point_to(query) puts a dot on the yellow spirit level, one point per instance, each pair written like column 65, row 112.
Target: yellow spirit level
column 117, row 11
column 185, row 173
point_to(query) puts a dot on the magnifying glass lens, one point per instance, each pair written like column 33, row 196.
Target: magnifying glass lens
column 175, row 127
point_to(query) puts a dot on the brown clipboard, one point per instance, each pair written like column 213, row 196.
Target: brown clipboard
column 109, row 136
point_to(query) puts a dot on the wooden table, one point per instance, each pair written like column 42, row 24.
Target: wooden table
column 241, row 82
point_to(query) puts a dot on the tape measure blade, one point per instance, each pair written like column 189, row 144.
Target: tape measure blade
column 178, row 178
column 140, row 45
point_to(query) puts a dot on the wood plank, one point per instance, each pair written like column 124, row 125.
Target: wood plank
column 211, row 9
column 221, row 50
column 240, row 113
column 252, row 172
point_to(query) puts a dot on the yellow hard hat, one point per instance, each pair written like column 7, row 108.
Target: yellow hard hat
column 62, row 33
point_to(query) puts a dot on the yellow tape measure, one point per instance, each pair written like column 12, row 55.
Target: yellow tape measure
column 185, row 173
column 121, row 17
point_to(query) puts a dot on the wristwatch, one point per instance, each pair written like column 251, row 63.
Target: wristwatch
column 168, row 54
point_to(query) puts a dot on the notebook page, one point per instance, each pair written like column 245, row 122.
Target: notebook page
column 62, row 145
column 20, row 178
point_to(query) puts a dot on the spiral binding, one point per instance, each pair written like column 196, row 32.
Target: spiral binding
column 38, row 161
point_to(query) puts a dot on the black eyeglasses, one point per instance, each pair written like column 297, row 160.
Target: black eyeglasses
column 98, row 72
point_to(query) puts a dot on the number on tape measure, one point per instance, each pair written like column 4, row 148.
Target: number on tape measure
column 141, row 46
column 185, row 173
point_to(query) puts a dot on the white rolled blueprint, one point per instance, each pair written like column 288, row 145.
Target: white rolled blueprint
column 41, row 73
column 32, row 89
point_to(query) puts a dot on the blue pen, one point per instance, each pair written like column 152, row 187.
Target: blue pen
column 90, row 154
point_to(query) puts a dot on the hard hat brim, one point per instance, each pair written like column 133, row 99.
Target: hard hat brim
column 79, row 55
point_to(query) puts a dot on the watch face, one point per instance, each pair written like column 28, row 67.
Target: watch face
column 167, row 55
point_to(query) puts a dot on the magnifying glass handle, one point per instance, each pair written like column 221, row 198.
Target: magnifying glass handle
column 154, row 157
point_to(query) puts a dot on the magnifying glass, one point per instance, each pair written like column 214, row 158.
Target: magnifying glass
+++++
• [Short exercise] Extract every line of the records above and reproduce each one unchanged, in the same order.

• [Answer to the task]
point_to(query) puts a dot on the yellow spirit level, one point per instance, each pair written like column 65, row 112.
Target: yellow spirit level
column 117, row 11
column 185, row 173
point_to(query) puts a dot on the magnifying glass lens, one point per instance, each pair written like column 33, row 196.
Target: magnifying glass lens
column 175, row 127
point_to(query) puts a dot on the brown clipboard, one point per instance, each pair written like column 213, row 196.
Target: brown clipboard
column 109, row 136
point_to(query) puts a dot on the wooden table, one point per instance, each pair written like column 42, row 24.
Target: wooden table
column 241, row 82
point_to(query) puts a dot on the tape measure blade, one point per instance, each pair written like column 189, row 144.
Target: tape measure blade
column 178, row 178
column 140, row 45
point_to(query) puts a dot on the wood plank, one point per instance, each pair written like column 124, row 125.
Target: wood plank
column 211, row 9
column 221, row 50
column 240, row 113
column 252, row 172
point_to(query) puts a dot on the yellow hard hat, one point per instance, each pair written like column 7, row 108.
Target: yellow hard hat
column 62, row 33
point_to(query) puts a dot on the yellow tape measure, one point per instance, each pair written like column 12, row 55.
Target: yellow tape measure
column 185, row 173
column 121, row 17
point_to(query) puts a dot on the wristwatch, one point per instance, each pair written like column 251, row 63.
Target: wristwatch
column 168, row 54
point_to(query) puts a dot on the notebook page, one point per instance, each pair written like column 245, row 122.
Target: notebook page
column 62, row 145
column 20, row 178
point_to(query) puts a dot on the spiral binding, one point per instance, each pair written like column 196, row 32.
Target: spiral binding
column 38, row 161
point_to(query) puts a dot on the black eyeglasses, one point per instance, each pair written like column 297, row 160.
Target: black eyeglasses
column 98, row 72
point_to(query) puts a dot on the number on tape measure, one point per instance, each pair written like column 4, row 148.
Target: number on tape measure
column 141, row 46
column 185, row 173
point_to(query) puts a dot on the white rolled blueprint, one point per instance, each pair written like column 288, row 145.
Target: white rolled blueprint
column 41, row 73
column 32, row 89
point_to(query) puts a dot on the blue pen, one point per instance, each pair written like column 152, row 187.
Target: blue pen
column 90, row 154
point_to(query) puts a dot on the hard hat brim, one point per instance, each pair written like column 133, row 99.
Target: hard hat brim
column 79, row 55
point_to(query) puts a dot on the watch face, one point per instance, each pair written like column 28, row 67.
Target: watch face
column 167, row 55
point_to(query) puts a dot on the magnifying glass handle, one point per instance, each pair written like column 221, row 198.
Target: magnifying glass handle
column 154, row 157
point_to(query) puts a dot on the magnifying glass, one point per instance, each pair written like column 214, row 158.
Target: magnifying glass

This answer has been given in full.